* PROBLEM STATEMENT: Which lines in the items below contain the word "right"? Return every one of them, matching case exactly.
|---|
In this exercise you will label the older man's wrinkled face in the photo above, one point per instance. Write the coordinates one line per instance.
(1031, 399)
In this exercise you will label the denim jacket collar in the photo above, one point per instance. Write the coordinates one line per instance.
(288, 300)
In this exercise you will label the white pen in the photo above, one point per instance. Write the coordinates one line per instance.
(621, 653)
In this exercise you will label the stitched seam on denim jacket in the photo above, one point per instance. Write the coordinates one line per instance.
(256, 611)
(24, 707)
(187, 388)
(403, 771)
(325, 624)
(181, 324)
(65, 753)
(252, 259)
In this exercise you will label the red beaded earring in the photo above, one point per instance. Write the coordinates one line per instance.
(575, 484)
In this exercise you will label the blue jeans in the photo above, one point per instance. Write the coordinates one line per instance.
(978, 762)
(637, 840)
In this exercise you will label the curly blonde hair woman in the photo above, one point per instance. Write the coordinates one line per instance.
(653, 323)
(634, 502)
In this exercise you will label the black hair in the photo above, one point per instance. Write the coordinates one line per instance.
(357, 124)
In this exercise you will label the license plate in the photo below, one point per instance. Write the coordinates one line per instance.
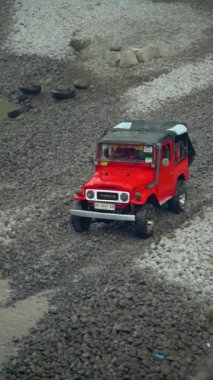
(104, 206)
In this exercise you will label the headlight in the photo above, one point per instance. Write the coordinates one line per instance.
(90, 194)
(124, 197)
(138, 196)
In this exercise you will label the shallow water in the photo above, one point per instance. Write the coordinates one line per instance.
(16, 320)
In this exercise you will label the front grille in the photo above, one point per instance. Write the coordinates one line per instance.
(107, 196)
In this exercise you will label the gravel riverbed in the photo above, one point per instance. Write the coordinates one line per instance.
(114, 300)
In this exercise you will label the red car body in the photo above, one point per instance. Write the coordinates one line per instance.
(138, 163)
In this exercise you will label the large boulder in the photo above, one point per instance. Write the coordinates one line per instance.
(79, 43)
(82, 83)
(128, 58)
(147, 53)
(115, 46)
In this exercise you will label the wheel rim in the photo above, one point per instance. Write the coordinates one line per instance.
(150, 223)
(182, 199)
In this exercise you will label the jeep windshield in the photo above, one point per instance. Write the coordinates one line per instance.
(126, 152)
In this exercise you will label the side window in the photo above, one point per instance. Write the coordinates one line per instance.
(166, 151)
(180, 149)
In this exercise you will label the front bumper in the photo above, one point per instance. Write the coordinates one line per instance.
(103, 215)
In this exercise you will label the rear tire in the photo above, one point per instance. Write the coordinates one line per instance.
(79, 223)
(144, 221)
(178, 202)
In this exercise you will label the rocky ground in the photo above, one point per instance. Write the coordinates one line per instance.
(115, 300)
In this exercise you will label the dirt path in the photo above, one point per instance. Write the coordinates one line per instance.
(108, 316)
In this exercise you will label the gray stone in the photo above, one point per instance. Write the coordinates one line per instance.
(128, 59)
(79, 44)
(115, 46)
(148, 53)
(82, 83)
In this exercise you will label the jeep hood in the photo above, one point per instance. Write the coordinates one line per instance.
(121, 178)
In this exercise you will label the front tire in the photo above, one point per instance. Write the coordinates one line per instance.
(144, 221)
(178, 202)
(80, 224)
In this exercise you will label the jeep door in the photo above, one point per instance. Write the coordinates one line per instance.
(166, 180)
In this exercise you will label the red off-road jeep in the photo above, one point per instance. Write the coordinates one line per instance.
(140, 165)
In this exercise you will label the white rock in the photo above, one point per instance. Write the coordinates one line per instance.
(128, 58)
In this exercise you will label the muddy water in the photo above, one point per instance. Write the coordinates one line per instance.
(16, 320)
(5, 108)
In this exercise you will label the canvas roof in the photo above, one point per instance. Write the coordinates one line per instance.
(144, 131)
|---|
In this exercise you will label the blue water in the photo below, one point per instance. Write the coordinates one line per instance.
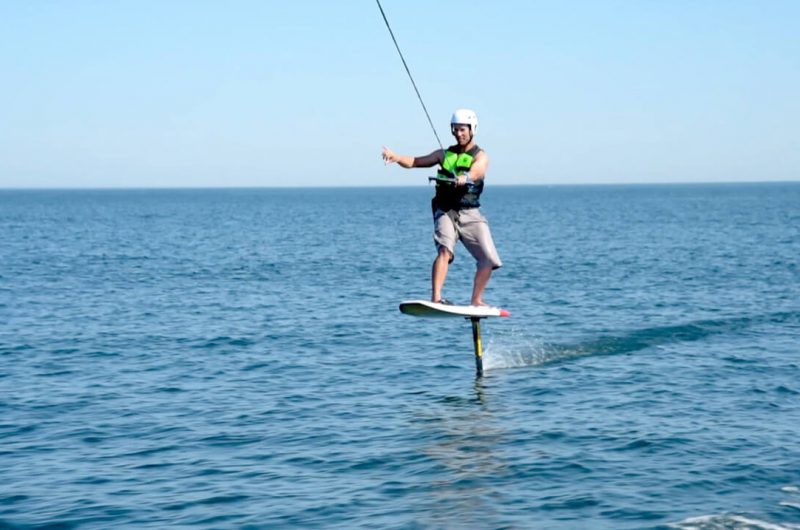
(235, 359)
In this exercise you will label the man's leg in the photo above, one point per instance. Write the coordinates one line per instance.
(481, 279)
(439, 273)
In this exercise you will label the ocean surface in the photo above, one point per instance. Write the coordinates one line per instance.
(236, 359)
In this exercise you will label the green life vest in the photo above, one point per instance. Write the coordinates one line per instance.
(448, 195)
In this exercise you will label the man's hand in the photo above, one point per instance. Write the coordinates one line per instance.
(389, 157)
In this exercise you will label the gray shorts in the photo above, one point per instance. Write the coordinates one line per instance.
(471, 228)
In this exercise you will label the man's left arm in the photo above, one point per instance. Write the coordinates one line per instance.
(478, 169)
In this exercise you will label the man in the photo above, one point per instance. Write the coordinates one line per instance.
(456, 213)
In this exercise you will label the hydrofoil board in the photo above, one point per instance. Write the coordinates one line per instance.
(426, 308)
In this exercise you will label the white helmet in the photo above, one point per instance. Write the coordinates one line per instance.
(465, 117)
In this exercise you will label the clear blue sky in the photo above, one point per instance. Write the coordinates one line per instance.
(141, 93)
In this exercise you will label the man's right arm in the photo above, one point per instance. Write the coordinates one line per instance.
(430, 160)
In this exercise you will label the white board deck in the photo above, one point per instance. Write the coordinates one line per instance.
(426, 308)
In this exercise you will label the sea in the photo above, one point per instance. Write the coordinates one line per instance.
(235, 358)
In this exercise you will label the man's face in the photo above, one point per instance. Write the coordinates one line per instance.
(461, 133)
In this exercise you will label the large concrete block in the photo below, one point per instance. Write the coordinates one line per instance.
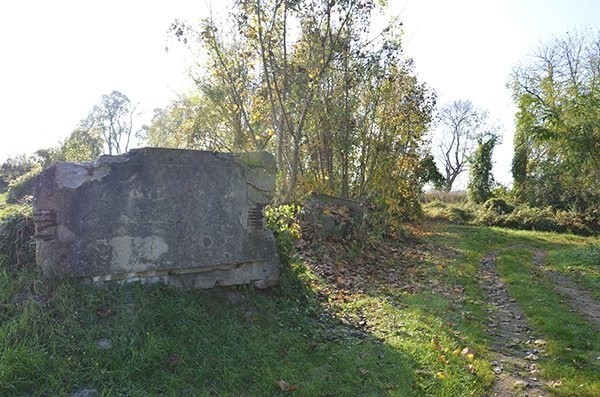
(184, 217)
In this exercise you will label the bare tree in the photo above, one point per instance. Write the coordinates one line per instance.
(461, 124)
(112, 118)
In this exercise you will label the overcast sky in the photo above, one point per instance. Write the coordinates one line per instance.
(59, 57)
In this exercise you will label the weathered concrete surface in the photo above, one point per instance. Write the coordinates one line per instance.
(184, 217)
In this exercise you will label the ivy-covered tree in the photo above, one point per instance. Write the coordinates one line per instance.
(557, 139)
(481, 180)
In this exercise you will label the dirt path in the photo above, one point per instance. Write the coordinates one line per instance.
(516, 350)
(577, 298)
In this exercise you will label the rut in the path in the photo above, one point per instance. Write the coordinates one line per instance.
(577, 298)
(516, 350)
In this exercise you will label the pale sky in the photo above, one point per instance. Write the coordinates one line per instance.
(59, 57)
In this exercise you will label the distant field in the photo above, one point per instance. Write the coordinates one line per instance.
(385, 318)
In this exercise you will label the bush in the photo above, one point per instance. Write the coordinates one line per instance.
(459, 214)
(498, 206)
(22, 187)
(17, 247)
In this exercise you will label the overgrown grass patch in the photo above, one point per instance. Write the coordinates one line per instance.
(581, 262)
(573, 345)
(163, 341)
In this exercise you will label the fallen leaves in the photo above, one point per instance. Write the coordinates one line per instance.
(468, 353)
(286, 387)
|---|
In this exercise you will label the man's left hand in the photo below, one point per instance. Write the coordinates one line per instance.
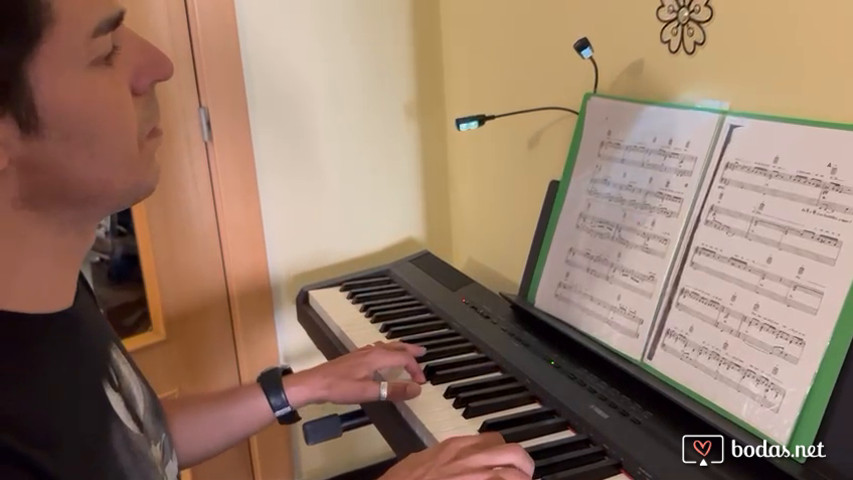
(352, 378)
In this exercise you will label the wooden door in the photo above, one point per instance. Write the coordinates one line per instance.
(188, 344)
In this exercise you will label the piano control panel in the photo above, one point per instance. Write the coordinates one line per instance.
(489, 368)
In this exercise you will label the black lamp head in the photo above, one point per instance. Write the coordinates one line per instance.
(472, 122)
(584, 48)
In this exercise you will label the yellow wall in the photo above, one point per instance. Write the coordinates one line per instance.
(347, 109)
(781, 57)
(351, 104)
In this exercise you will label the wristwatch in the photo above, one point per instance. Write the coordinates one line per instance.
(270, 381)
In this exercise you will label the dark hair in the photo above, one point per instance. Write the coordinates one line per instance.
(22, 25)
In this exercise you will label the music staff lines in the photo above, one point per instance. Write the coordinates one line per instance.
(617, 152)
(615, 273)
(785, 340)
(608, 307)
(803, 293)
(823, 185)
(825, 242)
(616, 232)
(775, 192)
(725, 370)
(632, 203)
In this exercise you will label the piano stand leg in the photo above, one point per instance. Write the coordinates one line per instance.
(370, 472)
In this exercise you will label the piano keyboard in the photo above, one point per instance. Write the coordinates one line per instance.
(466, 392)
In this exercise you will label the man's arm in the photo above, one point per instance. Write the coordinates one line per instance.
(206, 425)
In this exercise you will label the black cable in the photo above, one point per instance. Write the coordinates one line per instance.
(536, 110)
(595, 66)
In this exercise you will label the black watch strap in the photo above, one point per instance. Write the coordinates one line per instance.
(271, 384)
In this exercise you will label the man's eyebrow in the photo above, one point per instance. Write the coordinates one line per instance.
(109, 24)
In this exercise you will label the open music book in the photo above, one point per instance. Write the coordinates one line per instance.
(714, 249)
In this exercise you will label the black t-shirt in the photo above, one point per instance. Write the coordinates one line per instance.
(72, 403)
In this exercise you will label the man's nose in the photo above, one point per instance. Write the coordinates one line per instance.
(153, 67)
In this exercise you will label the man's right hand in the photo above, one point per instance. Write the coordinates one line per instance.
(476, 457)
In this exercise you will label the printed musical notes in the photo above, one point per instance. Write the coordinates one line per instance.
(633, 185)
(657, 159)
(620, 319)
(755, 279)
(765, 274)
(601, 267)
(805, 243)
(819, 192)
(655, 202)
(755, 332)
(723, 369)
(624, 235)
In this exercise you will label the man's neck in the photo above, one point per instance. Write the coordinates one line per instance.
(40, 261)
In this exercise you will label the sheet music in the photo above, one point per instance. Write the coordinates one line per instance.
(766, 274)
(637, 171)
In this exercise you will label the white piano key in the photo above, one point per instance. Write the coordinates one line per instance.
|---|
* TASK SOLUTION:
In this exercise you will label the man's right arm in the photo above, one point per instance. Write the coordinates one line per instance.
In this exercise you will label the man's right hand in the photo above, one point per instance. Write the coordinates one line per instance.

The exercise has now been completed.